Start Text segment

# Pheasant hunting. Is it really hunting or just shooting?



## robertj298

To me going out and shooting half tame birds planted by the state isn't hunting. I long for the good ole days when we could go out and actually hunt wild birds.


----------



## caseyroo

Kinda like catching trout as they are poured out of the hatchery truck


----------



## longhaulpointer

Some of us still hunt wild ohio birds. Went out and put up 10 or so pheasants and several woodies. Only had 1 shot at a rooster and missed. My buddies had opportunities at 2 other roosters and missed. Some were runners and 1 was pointed in weeds 9 ft tall that flushed with out being seen, heard the cackles. Overall a good day on wild ohio pheasant. Put up 6 roosters between 3 guys and 3 dogs along w several hens and woodcock.
I agree on the release birds. I have a pond in my back yard that I never fish, I prefer the LMR which is right down the rd, even if I get skunked. I guess I could hit up cc which is a 10 min drive, but a wild bird is worth a season full of released birds.


----------



## 9Left

yea... my BIL and his buddies make a weeklong trip to south Dakota every year to pheasant hunt... Im not sure if those birds are stocked, but they literally shoot 100 birds in a few days time. 
Last year i was invited to an ohio pheasant farm on a hunt with some guys...I watched the people running the farm plant the birds before we " hunted"... The dogs just went straight to the birds and we shot 'em... didnt seem like much of a hunt...


----------



## STRONGPERSUADER

robertj298 said:


> To me going out and shooting half tame birds planted by the state isn't hunting. I long for the good ole days when we could go out and actually hunt wild birds.


I remember the days 35-40 yrs ago kicking up wild birds while rabbit hunting, or just hunting them period. Those days have been gone unfortunately along with the habitat and planted birds is all we have left for the weekend warriors. For me, it's not so much shooting them as it gives us the opportunity to watch the dogs or an eager pup get some work and I can watch that all day long. I'm going to get out to Kansas or the Dakotas one of these days. Like stated, that would be an awesome hunt.

End Text segment
Start Record list

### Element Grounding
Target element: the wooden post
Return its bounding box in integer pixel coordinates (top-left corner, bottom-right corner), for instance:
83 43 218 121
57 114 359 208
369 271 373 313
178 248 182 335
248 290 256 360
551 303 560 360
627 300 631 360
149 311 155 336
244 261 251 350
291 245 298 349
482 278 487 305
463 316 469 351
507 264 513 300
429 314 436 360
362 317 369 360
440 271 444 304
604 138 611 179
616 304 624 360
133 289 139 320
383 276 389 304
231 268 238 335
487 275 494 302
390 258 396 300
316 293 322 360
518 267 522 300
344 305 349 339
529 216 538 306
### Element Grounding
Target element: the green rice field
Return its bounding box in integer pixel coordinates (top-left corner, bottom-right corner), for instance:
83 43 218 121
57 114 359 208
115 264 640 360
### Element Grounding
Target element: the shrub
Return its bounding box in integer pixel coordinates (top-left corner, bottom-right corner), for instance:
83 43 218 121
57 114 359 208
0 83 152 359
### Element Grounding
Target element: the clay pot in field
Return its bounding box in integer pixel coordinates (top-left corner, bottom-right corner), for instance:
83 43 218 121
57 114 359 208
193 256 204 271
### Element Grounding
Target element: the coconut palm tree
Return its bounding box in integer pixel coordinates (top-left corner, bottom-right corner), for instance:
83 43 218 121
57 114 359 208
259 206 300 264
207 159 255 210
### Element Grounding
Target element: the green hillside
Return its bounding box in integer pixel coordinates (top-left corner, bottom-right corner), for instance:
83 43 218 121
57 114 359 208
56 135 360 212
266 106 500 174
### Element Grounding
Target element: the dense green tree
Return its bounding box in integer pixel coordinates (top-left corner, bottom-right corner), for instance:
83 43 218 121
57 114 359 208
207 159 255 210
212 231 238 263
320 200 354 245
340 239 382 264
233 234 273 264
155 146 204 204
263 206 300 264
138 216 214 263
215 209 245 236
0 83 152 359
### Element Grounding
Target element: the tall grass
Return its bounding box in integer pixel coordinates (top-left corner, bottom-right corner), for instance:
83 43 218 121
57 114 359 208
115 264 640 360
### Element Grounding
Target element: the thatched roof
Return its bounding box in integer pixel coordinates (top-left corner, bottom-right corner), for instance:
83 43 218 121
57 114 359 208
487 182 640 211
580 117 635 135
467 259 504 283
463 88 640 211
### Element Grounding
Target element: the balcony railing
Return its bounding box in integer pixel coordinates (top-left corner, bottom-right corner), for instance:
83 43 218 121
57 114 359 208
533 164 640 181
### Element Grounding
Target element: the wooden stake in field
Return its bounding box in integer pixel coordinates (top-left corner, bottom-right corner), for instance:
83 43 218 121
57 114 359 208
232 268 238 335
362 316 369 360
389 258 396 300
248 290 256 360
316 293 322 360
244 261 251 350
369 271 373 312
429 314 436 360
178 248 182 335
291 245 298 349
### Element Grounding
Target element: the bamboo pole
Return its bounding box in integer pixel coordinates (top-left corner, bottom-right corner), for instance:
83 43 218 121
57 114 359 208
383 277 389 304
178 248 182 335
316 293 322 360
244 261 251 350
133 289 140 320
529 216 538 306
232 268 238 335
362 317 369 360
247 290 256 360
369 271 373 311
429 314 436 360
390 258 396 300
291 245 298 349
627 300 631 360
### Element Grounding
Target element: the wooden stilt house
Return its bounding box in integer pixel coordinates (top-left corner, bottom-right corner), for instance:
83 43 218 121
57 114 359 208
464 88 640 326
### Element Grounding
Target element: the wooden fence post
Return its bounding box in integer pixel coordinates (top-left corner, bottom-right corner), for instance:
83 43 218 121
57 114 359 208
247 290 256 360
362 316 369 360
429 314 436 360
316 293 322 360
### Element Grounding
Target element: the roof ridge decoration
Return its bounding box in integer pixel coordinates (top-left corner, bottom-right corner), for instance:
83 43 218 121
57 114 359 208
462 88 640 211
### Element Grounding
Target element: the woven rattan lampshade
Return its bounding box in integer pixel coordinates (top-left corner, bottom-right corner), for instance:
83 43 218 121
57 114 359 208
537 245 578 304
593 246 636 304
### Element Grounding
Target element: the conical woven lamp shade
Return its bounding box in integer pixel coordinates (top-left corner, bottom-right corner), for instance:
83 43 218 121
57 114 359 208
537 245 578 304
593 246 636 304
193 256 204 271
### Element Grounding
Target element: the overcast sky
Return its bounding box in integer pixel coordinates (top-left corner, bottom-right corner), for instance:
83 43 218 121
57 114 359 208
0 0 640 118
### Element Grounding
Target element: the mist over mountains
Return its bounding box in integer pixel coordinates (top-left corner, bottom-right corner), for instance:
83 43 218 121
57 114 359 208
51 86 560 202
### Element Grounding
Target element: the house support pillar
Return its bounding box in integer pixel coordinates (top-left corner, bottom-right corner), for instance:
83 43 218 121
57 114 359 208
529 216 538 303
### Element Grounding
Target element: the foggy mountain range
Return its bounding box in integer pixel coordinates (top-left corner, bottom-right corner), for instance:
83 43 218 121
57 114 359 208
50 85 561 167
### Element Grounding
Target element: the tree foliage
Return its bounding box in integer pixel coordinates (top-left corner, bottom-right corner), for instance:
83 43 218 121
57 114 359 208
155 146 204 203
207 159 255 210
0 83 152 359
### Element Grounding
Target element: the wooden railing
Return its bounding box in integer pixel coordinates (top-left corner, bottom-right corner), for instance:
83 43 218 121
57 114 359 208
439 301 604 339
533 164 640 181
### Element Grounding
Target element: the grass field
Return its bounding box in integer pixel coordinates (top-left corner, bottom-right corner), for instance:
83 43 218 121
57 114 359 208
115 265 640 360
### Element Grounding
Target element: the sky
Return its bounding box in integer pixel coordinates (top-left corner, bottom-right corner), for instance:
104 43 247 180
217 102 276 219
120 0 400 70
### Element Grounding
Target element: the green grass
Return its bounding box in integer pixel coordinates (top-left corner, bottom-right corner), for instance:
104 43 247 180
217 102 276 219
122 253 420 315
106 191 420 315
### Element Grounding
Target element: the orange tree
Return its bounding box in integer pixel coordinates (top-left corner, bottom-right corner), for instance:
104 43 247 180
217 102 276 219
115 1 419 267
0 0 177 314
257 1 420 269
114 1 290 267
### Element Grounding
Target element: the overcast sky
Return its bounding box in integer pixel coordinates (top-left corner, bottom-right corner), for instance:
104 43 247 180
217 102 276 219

End Record list

:: What the task asks ::
List the usernames of everyone who posted in the pheasant hunting thread, in the order they appear.

:: Task response ::
robertj298, caseyroo, longhaulpointer, 9Left, STRONGPERSUADER